## SOURCE DOCUMENT
Given wages for natives are generally lower on average than for immigrants, column one shows the total log-pay differentials over the full period are negative. A benefit of performing decomposition analysis can be seen here where the negative total differential is smaller than the negative characteristic effect, which implies the unexplained component favours natives. In other words, the raw wage advantage is due to immigrants’ greater set of endowments and immigrants would earn more for their characteristics if they belonged to the native group. Natives benefit more from greater levels of schooling, although we cannot determine the precise labour market value of education because we cannot distinguish between types of qualifications. Natives also earn more for each additional year of potential work experience. The decline in returns to potential experience is slower for immigrants. This may be due to immigrants benefiting from additional years in Britain and thus wage assimilation.
In columns two and three, we observe an important shift in log-pay differentials. Whereas mean wages were greater for immigrants in 1997 (-0.03), natives earned more than immigrants in 2009 (0.09). The change in the wage differential can be almost entirely explained by increases in the unexplained component because the differential due to characteristics remained stable over the period. The greatest contribution to the increase in the unexplained component is a reduction in the unexplained difference favouring immigrants that cannot be attributed to any variables, e.g. intercept term. Perhaps importantly given interest in ethnic discrimination, the unexplained negative wage effect of being non-white fell slightly for immigrants from 1997 to 2009.
Turning to the last two columns, an interesting picture emerges. First, we see the log-differential is negative for both groups compared to natives indicating greater wages of immigrants. Immigrants from English-speaking and non-English-speaking countries earn more than natives due to a greater endowment of characteristics, 0.25 log points and 0.16 log points respectively. Second, the log-wage differential between non-English-speaking immigrants and natives would be significantly greater (0.12) if it were not for the wage enhancing coefficients of natives. This is not the case for English-speaking immigrants. There is evidence English-speaking immigrants experience a coefficient effect in their favour (-0.04). Third, the largest unexplained component of the decomposition is education, which favours natives more compared to non-English-speaking than English-speaking immigrants. Specifically, natives would earn approximately 0.2 log points more for English-speaking immigrants’ educational attainment and 0.5 log points more for non-English-speaking immigrants’ education. Lastly, some of the wage gap can be explained by the evidence that there is a negative wage effect of being non-white and a larger proportion of immigrants are non-white. However, there is another portion of the negative effect which is due to immigrants earning even less for being non-white, which is greater for English-speaking immigrants, 0.03, than non-English-speaking immigrants, 0.009. We consider this a form of discrimination since identical immigrants and natives received different returns to being non-white, particularly for immigrants with satisfactory language skills.

## WHAT TO WORK ON
- 1) Rewrite the paragraph of the text on immigrant and native pay that begins "In columns two and three" as a short bulleted list, keeping its main facts.
- 2) Decide whether each statement agrees with the text on immigrant and native pay. Answer yes or no and quote the deciding words. (a) Immigrants had higher mean wages than natives in 1997. (b) The differential due to characteristics rose sharply between 1997 and 2009. (c) The extra negative effect of being non-white is larger for non-English-speaking immigrants than for English-speaking immigrants.
- 3) Continue the text on immigrant and native pay, beginning right after its final sentence.
The material that comes after this text is not needed for any of the work here.

## RECORDS SUPPLIED
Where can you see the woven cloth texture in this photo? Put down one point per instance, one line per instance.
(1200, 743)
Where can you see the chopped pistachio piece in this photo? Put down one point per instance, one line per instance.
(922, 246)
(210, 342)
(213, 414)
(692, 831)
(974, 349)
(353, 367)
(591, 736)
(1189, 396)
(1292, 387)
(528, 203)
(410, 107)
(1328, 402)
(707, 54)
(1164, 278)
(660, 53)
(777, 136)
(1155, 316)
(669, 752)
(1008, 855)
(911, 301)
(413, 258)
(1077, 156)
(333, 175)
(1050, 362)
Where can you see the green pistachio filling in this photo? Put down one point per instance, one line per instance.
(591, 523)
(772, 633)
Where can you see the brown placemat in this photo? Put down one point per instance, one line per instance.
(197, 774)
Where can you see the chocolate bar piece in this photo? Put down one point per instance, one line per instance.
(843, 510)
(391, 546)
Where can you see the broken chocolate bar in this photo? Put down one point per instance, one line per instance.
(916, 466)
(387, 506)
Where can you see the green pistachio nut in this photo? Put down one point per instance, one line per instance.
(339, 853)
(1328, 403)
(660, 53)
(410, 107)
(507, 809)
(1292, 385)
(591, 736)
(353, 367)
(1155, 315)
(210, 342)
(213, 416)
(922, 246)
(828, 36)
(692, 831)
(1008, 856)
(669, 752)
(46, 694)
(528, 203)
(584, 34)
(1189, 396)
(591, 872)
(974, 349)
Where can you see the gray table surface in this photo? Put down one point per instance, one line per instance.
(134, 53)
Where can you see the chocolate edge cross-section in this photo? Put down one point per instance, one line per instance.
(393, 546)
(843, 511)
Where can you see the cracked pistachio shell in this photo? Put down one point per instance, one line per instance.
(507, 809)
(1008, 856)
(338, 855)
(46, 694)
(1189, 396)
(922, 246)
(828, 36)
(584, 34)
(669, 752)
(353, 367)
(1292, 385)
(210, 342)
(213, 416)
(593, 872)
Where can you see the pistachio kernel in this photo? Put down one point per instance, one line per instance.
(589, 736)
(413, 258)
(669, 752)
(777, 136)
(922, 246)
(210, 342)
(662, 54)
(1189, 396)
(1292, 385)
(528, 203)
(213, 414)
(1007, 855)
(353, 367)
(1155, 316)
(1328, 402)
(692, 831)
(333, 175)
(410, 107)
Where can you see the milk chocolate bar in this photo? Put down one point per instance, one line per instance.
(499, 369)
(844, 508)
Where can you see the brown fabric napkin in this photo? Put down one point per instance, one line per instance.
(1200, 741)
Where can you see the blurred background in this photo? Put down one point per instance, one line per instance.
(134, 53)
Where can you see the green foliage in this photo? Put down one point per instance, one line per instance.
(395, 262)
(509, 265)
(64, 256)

## WRITTEN RESPONSES
- 1)
- Immigrants had higher mean wages in 1997 (-0.03), but natives earned more in 2009 (0.09).
- Growth in the unexplained component accounts for almost all of this change, since the differential due to characteristics stayed stable.
- The largest contributor is a reduction in the unexplained difference favoring immigrants that cannot be attributed to any variable, such as the intercept term.
- The unexplained negative wage effect of being non-white fell slightly for immigrants from 1997 to 2009.

- 2)
(a) Yes: "Whereas mean wages were greater for immigrants in 1997 (-0.03)"
(b) No: "the differential due to characteristics remained stable over the period"
(c) No: "which is greater for English-speaking immigrants, 0.03, than non-English-speaking immigrants, 0.009"

- 3)
Since detailed decompositions of the coefficient effects are not well-defined or well-identified (Fortin et al. 2011), we present aggregate QR decomposition results across quintiles of the conditional wage distribution in Table 7 and compare to OLS results over time. Panel (a) shows there is evidence the mean results mask important differences across the distribution. Those at the bottom of the conditional wage distribution (10th percentile) earn less than natives, whilst immigrants at the 50th through 90th percentile earn more than natives. The wage gap between low-skill (wage) immigrants and natives was approximately 0.02 log points (at the 10th percentile) and -0.125 log points in favour of immigrants at the 90th percentile. Perhaps more importantly, the unexplained portion of the wage gap is a greater proportion of the wage gap at the bottom than top of the distribution. Approximately 60% of the wage gap at the 10th percentile is due the unexplained component, whilst 35% of the wage gap at the 90th percentile is due to the unexplained component. We interpret some of this as greater bias for high-skilled than low-skilled immigrants because identical immigrants and natives in terms of characteristics and conditional wage (skill) receive different returns to the same observed characteristics.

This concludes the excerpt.